Data shown:
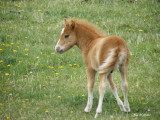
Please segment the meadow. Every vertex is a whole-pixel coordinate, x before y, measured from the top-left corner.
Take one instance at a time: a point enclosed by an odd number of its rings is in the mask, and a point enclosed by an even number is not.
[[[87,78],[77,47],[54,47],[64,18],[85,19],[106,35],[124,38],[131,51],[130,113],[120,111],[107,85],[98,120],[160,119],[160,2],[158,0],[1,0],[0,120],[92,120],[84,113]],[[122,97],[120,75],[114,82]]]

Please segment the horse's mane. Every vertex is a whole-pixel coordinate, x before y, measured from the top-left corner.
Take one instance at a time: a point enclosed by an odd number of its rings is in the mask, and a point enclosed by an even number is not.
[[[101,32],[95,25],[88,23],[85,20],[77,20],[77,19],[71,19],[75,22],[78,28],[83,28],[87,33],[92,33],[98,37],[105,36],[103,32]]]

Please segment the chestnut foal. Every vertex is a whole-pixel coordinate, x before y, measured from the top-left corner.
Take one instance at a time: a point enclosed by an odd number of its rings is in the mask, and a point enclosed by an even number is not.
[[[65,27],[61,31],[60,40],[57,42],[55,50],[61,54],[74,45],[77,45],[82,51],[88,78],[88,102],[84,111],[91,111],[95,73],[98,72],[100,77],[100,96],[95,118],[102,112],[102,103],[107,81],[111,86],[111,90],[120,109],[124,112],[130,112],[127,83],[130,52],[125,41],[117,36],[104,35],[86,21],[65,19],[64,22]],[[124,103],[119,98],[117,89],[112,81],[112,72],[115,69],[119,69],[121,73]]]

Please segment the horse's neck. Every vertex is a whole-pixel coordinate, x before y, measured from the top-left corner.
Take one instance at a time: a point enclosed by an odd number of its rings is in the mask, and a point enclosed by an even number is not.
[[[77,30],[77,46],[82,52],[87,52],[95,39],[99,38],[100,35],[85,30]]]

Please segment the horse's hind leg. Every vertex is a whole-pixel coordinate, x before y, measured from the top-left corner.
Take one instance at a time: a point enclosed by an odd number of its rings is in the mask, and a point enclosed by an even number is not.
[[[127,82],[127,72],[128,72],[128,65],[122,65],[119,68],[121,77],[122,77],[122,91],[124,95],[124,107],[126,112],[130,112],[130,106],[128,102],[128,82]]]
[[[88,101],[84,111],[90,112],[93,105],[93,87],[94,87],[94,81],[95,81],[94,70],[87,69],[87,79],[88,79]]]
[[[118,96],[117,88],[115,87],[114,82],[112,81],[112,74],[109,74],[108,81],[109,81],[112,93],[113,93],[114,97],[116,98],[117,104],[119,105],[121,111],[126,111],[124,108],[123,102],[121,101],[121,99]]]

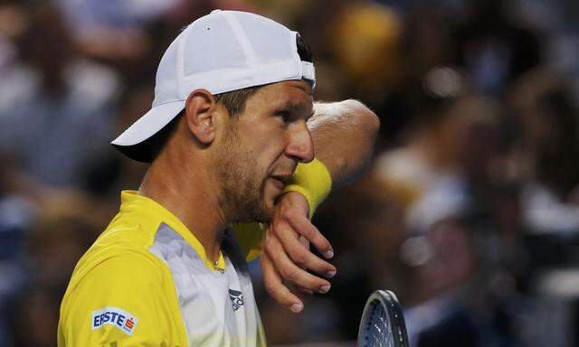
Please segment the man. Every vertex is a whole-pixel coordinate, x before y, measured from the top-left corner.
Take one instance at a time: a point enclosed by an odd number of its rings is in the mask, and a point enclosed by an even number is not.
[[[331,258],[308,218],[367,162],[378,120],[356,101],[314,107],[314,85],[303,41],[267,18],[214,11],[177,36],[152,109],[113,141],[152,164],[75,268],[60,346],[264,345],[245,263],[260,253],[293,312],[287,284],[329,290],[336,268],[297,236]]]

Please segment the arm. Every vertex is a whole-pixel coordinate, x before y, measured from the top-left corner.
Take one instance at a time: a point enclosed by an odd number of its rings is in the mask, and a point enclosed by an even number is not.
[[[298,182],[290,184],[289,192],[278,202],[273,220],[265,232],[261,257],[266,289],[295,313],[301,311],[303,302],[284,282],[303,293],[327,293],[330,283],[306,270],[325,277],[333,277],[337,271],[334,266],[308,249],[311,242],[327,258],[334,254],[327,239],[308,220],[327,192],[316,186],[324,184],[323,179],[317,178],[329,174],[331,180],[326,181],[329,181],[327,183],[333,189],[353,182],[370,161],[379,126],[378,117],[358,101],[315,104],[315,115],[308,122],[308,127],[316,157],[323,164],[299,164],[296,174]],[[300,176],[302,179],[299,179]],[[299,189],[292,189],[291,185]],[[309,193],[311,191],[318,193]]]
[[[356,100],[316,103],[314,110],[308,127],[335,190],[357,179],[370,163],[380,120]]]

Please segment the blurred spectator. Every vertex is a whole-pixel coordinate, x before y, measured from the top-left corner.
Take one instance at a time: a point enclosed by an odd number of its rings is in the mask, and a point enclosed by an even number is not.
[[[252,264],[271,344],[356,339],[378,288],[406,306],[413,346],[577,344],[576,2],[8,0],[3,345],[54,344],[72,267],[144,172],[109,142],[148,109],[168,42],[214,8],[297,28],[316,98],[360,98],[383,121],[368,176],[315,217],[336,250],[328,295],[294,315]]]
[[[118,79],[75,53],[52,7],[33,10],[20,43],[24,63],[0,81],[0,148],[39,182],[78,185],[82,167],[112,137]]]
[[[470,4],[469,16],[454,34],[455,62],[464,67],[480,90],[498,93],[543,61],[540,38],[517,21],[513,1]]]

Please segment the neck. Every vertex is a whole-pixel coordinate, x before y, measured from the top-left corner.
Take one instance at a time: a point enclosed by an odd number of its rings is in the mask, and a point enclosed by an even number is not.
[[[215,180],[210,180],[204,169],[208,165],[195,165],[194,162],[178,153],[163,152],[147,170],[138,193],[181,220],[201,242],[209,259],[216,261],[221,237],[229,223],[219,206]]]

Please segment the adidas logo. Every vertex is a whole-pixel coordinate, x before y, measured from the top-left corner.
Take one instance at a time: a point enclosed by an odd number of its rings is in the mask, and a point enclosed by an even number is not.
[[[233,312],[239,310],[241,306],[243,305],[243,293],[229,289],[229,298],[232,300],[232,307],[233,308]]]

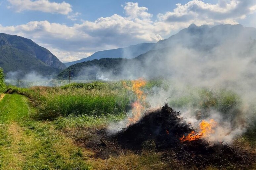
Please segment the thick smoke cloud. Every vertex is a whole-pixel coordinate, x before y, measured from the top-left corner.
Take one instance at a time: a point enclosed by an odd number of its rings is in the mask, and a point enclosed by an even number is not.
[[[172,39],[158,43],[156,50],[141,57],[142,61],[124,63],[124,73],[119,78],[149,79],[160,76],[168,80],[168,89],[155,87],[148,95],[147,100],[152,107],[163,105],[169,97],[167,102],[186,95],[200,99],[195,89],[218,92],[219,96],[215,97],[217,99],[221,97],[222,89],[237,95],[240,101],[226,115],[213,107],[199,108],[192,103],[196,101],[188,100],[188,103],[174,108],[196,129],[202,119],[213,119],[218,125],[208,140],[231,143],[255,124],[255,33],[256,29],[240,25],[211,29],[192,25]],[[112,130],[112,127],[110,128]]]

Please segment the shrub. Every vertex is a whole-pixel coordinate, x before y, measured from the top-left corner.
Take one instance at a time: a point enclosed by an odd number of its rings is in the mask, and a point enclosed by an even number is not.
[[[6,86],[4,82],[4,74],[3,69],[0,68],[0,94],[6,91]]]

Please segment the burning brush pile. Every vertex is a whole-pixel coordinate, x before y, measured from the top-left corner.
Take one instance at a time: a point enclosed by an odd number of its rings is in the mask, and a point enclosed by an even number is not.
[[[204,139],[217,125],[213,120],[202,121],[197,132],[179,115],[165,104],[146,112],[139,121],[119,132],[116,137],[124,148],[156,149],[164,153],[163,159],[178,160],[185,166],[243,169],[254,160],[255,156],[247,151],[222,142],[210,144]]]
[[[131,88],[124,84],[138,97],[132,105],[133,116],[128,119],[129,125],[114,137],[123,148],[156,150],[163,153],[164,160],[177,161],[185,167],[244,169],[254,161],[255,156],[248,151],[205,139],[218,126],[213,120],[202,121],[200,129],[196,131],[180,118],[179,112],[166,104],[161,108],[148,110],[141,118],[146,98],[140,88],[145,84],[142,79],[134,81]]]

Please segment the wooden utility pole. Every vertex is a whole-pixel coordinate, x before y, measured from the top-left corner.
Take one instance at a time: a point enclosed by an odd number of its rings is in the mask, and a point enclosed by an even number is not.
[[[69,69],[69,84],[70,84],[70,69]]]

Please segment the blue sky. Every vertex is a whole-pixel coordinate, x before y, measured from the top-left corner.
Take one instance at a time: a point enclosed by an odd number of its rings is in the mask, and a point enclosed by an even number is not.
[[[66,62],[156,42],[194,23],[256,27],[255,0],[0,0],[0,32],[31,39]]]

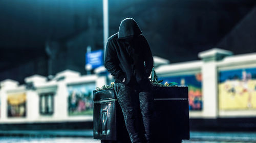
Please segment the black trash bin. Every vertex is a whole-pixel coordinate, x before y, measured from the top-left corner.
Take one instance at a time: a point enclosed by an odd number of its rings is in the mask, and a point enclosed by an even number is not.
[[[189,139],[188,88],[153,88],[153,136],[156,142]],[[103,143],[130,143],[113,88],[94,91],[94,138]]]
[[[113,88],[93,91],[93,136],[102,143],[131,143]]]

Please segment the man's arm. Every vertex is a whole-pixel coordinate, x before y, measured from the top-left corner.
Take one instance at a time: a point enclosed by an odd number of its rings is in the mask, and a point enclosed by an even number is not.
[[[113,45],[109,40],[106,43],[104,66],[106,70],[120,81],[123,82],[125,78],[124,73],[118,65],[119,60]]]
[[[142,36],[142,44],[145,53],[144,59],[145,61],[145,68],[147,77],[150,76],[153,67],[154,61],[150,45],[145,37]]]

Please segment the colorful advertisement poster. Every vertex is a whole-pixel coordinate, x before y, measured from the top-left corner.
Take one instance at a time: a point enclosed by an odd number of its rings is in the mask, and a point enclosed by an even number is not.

Instructions to follow:
Could you rewrite the lines from the one containing "Please segment the colorful" through the end of the items, swapping "top-left corner" for "upper-left corner" and keeping everything else unchanged?

Expected output:
Please segment the colorful advertisement poster. Every vertex is a whole-pixel coordinate, x before y, measured from the upper-left corner.
Take one instance at a time: a point enclosed by an odd number of its rings is in the mask, and a point enclosed by an even number is not.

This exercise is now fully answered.